_REQUEST_
Count the lines in the records below that contain the string "building". Case matters, and the reply should be the number alone.

_DATASET RECORDS_
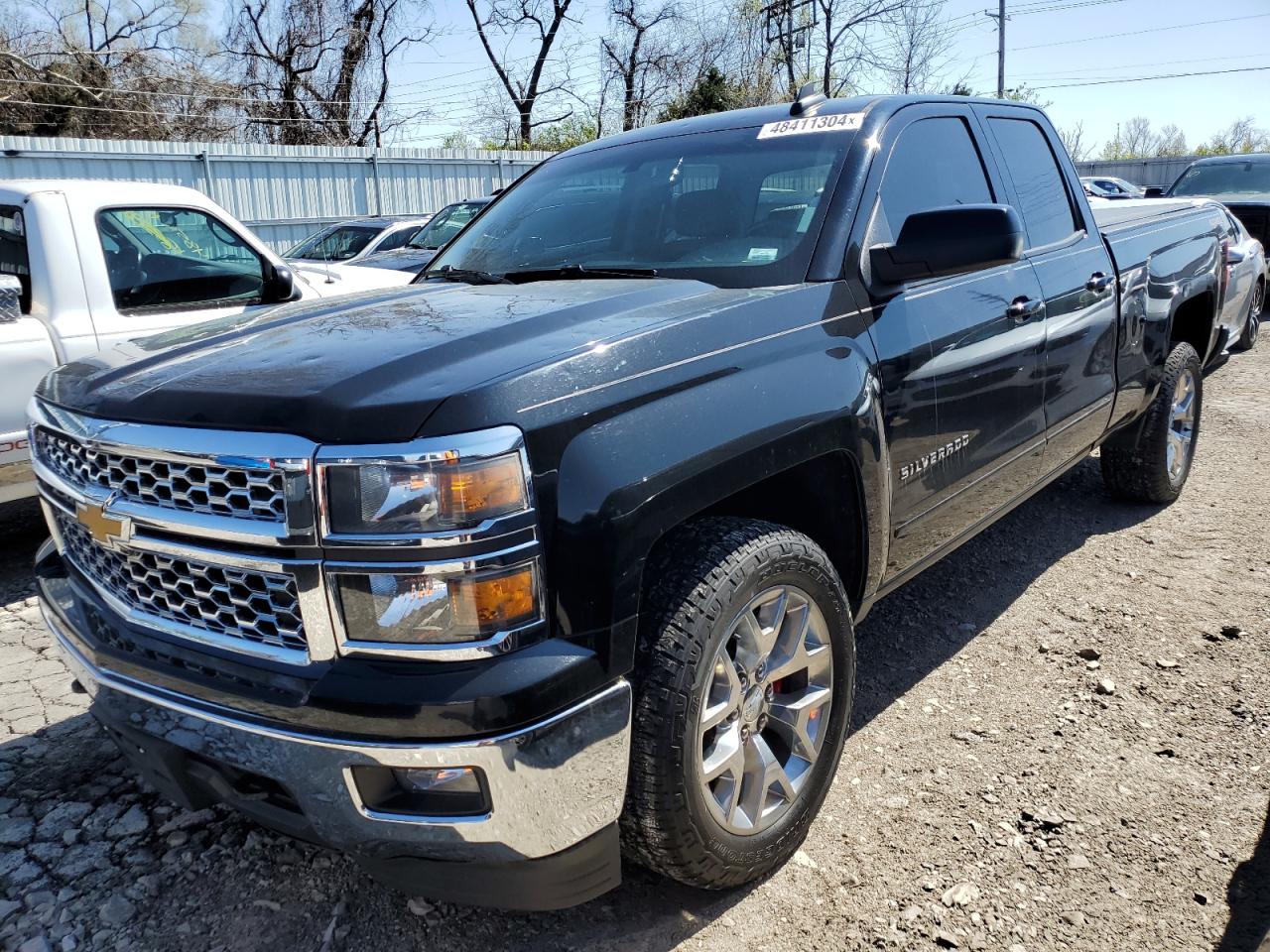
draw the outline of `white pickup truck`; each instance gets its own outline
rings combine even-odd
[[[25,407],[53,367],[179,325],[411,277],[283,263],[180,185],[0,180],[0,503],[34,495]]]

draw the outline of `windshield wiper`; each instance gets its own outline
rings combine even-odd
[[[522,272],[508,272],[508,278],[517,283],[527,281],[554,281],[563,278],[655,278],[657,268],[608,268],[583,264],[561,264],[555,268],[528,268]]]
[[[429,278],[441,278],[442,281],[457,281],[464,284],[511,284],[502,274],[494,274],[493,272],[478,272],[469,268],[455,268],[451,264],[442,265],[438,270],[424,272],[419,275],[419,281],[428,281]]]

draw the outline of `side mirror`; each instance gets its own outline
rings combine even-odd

...

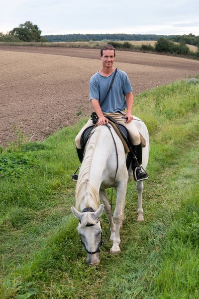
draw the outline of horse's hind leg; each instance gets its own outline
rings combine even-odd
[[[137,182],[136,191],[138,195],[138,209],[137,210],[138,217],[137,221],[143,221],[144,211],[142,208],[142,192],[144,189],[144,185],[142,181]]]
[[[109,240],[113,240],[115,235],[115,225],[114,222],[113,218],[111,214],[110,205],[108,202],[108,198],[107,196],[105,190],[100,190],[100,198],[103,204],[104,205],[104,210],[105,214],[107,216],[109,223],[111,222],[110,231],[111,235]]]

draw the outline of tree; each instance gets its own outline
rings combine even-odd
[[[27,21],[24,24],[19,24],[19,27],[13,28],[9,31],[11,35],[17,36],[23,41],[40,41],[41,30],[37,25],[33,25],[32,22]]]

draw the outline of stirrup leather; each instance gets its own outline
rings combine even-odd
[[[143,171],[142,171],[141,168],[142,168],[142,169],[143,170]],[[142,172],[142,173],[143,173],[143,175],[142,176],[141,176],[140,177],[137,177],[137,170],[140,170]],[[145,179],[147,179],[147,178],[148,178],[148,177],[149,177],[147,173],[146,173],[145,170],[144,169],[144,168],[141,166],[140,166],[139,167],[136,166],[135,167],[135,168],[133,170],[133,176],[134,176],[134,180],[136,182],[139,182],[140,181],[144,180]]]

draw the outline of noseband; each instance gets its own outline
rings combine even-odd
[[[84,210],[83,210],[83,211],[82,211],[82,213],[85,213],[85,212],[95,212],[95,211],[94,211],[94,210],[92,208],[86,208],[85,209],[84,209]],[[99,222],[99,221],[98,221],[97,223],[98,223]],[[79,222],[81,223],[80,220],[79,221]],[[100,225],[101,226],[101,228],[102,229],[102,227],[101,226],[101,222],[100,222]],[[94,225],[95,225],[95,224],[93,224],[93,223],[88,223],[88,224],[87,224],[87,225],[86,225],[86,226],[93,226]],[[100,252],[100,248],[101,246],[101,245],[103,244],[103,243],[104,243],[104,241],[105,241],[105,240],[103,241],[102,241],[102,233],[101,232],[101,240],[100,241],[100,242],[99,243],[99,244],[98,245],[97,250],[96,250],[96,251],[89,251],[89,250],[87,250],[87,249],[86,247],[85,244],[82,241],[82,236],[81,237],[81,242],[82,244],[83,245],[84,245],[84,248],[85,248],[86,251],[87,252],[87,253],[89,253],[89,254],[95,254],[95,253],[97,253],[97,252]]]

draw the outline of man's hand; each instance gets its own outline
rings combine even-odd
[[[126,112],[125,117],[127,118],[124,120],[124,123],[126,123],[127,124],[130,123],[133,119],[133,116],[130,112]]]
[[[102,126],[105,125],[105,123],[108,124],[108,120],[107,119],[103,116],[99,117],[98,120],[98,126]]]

---

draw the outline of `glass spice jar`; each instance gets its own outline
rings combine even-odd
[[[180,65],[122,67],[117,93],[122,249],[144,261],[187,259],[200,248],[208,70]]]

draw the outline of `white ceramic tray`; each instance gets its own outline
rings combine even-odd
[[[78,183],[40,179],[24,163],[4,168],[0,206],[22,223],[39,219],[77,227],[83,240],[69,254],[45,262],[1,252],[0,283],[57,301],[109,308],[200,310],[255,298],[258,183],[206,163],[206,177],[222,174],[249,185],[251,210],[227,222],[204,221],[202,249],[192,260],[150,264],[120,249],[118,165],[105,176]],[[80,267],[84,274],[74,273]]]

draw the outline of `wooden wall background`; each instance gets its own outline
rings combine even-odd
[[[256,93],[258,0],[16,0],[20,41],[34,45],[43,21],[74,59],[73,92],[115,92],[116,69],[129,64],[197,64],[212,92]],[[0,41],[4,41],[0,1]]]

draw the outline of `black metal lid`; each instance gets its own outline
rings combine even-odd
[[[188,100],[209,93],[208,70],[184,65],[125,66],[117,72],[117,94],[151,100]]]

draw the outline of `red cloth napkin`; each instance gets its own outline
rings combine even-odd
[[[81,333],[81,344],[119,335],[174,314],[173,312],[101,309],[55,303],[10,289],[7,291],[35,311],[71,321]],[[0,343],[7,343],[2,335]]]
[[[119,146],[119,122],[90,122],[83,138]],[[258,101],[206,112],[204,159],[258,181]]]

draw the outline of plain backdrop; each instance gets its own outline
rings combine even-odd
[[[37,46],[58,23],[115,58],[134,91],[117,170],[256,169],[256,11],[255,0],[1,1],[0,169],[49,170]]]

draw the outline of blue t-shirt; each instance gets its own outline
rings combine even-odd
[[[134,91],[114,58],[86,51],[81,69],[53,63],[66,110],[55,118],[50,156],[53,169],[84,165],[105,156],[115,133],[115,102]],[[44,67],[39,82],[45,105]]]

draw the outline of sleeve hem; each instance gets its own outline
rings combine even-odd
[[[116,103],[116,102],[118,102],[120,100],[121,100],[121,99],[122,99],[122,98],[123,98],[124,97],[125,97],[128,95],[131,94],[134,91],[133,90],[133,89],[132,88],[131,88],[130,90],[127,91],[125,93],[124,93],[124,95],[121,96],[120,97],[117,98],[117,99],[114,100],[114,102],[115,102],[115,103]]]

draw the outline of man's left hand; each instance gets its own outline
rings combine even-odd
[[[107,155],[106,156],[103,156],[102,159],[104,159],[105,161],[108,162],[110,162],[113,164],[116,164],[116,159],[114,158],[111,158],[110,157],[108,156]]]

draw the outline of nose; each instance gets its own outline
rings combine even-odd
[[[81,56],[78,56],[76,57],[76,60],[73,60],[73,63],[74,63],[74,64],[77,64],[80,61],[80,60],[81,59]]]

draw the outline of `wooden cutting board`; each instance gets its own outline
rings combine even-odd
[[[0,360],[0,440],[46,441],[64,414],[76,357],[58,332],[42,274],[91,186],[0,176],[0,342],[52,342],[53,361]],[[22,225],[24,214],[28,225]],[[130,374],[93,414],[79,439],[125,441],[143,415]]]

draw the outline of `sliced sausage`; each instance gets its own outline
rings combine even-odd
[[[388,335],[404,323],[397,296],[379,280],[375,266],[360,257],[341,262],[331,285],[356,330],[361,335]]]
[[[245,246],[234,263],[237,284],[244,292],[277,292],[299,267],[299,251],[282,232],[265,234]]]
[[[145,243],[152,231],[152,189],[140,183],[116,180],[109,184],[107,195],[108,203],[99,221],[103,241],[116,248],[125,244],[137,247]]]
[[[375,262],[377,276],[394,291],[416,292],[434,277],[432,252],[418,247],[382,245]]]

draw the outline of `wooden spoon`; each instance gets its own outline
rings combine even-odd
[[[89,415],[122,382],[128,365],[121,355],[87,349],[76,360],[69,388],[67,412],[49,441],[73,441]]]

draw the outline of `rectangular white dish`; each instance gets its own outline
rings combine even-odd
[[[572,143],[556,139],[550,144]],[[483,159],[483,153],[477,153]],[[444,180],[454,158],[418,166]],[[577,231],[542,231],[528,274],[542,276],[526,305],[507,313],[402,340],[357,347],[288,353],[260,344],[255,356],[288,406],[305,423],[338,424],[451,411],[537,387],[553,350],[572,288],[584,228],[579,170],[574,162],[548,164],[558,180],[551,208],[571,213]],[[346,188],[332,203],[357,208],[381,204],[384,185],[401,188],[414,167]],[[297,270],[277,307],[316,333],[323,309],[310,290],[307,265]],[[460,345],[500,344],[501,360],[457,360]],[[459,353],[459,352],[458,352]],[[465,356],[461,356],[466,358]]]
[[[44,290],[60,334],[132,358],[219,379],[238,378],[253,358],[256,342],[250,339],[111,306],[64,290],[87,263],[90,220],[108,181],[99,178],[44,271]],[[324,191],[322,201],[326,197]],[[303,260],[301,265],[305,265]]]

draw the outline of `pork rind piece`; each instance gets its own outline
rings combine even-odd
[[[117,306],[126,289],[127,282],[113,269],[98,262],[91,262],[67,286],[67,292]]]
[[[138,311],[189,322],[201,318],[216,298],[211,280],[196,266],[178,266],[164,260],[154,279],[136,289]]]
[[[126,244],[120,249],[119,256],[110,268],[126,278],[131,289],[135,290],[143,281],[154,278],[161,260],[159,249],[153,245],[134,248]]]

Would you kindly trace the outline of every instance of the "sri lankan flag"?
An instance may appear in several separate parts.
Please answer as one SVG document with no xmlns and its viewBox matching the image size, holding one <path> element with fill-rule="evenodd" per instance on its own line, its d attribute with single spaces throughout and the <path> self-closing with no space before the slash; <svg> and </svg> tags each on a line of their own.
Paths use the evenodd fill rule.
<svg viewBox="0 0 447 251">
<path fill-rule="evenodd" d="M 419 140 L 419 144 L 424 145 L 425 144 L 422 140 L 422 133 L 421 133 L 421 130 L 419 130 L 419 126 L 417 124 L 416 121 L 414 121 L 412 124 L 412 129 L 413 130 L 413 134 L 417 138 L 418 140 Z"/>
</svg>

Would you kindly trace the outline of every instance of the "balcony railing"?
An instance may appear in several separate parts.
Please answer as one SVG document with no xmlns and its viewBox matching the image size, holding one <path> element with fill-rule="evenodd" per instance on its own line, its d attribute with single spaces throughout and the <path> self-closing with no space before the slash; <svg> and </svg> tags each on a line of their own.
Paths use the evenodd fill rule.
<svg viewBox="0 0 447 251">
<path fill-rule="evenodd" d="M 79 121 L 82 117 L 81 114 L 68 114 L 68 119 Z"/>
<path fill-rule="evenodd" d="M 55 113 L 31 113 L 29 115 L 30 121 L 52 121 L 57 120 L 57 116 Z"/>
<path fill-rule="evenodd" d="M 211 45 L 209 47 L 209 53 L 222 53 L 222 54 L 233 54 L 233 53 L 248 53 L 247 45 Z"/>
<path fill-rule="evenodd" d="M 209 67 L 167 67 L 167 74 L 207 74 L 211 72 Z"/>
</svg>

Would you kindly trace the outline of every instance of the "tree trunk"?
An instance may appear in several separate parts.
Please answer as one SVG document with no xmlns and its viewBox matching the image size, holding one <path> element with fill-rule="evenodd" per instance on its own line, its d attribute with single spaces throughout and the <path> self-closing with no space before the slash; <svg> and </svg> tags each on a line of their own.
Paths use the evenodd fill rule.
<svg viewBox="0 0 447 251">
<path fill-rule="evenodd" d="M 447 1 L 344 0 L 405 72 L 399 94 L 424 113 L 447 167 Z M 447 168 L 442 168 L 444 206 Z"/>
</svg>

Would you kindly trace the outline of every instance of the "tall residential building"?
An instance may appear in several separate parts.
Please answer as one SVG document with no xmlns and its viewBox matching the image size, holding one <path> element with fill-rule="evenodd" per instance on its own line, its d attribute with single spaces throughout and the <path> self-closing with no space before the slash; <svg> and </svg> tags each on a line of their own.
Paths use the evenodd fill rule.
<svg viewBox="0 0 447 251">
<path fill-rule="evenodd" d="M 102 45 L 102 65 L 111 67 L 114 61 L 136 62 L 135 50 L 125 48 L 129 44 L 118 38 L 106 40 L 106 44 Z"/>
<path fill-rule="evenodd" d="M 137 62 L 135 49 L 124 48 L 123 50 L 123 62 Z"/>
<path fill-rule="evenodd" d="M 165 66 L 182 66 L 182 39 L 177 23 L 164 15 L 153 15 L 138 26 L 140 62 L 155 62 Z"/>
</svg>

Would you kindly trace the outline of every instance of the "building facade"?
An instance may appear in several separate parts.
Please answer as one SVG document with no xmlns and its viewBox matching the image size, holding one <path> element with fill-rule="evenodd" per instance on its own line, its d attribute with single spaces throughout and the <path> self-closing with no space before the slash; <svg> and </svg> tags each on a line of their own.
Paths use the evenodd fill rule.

_EXERCISE RESULT_
2